====== TEXT

Russian businessman (born 1969)

Lazar Shaulov (Лазарь Александрович Шаулов) is a Russian businessman who was the founder and chairman of Unitile Group of Companies until 2014.

== Early life and education ==
Shaulov was born on February 18, 1969, in the city of Khasavyurt, Dagestan ASSR into a family of teachers. His father Alexander Lazarevich Shaulov (07.06.1935 - 07.12.2002) was a Cand. Sc. History; mother Tamara Ivanovna Shaulova (09.09.1940, nee Khripko) gave art and technical drawing lessons at a local public school. In 1971 the Shaulov family moved to the little town of Persianovka, Oktyabrsky District, Rostov Oblast, where his father gave history lessons at Don Agricultural College (now - Don State Agrarian University).

After passing his graduation exams at Novocherkassk's secondary public school No.32, where his mother taught art, Lazar Shaulov entered faculty of agriculture of Don Agricultural College, where he was one of the top students. Following a work placement session at the end of his sophomore year, Shaulov dropped out from college being unsatisfied with future prospects.

============
====== INPUT DATA

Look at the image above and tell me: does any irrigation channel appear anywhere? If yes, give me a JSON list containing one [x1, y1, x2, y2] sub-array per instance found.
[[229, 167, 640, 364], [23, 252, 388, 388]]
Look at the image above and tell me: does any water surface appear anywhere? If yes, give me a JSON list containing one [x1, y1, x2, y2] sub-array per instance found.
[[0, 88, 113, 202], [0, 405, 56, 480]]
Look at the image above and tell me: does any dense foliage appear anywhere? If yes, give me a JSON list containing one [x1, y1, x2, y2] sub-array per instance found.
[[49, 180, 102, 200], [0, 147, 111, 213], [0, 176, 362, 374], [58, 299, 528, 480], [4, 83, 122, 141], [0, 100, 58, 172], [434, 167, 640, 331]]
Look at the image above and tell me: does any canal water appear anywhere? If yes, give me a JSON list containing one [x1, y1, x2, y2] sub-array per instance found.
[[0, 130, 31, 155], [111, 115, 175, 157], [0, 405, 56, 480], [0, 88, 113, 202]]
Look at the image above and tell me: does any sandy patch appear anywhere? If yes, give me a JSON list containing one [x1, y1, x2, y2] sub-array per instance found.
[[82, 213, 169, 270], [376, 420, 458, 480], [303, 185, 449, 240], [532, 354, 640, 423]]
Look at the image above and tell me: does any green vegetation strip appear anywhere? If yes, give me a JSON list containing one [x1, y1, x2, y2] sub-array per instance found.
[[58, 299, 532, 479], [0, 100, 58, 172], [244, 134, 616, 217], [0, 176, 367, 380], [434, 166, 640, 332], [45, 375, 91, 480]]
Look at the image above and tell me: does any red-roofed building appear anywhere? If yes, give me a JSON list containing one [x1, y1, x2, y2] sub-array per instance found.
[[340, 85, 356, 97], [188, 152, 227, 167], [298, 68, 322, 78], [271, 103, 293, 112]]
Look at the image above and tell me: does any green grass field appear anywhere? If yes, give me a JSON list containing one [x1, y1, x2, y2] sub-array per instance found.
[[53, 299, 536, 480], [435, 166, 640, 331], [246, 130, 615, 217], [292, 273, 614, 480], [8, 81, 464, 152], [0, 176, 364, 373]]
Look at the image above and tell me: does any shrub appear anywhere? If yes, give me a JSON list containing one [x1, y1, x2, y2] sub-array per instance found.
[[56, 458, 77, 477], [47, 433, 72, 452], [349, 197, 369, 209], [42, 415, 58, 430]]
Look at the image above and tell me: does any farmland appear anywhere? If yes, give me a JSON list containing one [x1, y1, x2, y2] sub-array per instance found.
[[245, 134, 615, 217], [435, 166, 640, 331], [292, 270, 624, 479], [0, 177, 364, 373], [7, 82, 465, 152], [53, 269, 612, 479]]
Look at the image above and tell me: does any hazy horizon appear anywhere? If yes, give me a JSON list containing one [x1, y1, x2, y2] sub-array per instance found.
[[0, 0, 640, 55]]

============
====== INPUT DATA

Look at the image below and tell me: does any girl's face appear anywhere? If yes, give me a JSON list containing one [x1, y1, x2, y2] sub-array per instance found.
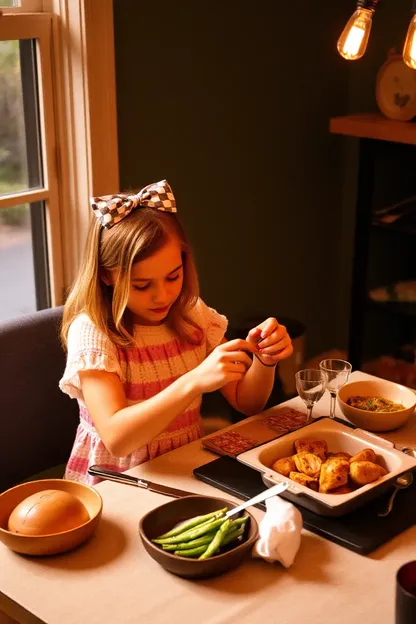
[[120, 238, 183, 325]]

============
====== INPUT DATA

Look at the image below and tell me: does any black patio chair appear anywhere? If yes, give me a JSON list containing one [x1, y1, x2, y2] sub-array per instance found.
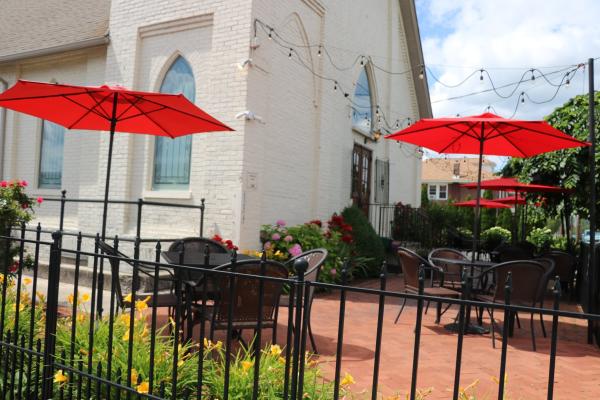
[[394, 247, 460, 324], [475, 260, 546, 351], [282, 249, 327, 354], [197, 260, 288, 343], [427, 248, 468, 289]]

============

» **TASKS TO COMPLETE**
**A.** Answer from the Shaulov biography:
(i) In which city was Lazar Shaulov born?
(ii) At which school did he pass his graduation exams?
(iii) Until what year was he founder and chairman of Unitile Group of Companies?
**B.** According to the Shaulov biography, why did he leave Don Agricultural College?

» **SOLUTION SET**
**A.**
(i) Khasavyurt, Dagestan ASSR.
(ii) Novocherkassk's secondary public school No.32.
(iii) 2014.

**B.** He dropped out after a work placement session at the end of his sophomore year because he was unsatisfied with his future prospects.